'''

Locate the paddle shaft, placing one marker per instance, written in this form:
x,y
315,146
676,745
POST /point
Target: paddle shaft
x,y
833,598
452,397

'''
'''

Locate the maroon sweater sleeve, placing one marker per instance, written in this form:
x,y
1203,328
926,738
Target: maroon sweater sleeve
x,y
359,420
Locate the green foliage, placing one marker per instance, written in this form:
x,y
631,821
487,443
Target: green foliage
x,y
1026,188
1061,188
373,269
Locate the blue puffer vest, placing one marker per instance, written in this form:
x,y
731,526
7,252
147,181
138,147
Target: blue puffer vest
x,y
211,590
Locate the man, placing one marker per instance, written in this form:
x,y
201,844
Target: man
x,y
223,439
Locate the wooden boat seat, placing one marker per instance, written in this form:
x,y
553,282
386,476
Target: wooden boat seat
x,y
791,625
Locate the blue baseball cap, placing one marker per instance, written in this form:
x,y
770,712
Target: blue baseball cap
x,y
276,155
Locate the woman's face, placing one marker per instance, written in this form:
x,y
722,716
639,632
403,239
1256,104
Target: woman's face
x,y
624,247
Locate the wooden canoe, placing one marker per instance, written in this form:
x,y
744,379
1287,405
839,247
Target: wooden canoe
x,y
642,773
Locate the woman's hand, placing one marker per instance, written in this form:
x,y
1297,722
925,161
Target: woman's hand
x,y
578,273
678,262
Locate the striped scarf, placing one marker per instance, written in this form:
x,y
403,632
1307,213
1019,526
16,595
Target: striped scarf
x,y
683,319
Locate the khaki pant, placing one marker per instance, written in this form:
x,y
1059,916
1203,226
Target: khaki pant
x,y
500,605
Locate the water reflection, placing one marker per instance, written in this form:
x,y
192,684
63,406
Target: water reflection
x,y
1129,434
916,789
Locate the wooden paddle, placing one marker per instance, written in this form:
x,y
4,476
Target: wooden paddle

'''
'''

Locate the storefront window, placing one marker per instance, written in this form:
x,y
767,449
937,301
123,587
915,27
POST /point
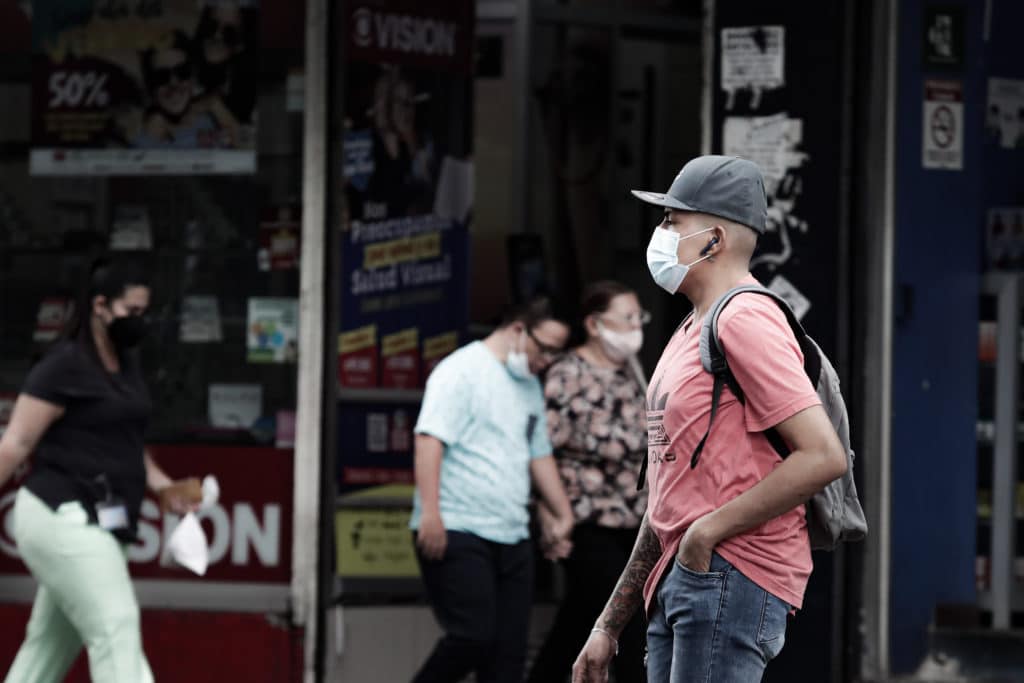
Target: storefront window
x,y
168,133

'''

▶ WHAT THE TASK ASKS
Rewrite the items from the line holding "Locate the wooden canoe, placing" through the line holding "Target: wooden paddle", inclusive, with the requests kept in place. Add 136 to every coordinate in the answers, and leave the coordinates in the requests unchanged.

▶ SOLUTION TO THIS EXERCISE
Locate the wooden canoe, placing one marker per instance, written in this form:
x,y
744,379
1287,405
839,247
Target: wooden canoe
x,y
778,909
Locate the woman's hand, placing one marker per instance, written in this form:
x,y
1297,722
925,161
Target: woman's hand
x,y
714,409
814,398
Locate the striped scarf, placing one marker per instance, written in this form:
x,y
403,632
1307,213
1019,526
16,595
Target: striped scarf
x,y
819,455
Locate the khaki pant, placing one marker per instance, written in this form:
x,y
1059,916
1203,226
Target: khaki pant
x,y
636,741
Locate the water reflection, placing one marker per instance, written in this form:
x,y
192,684
63,406
Target: water reflection
x,y
1265,570
1052,925
Locate the wooden paddle, placing one marker per instance, written in this form:
x,y
4,476
Target: wooden paddle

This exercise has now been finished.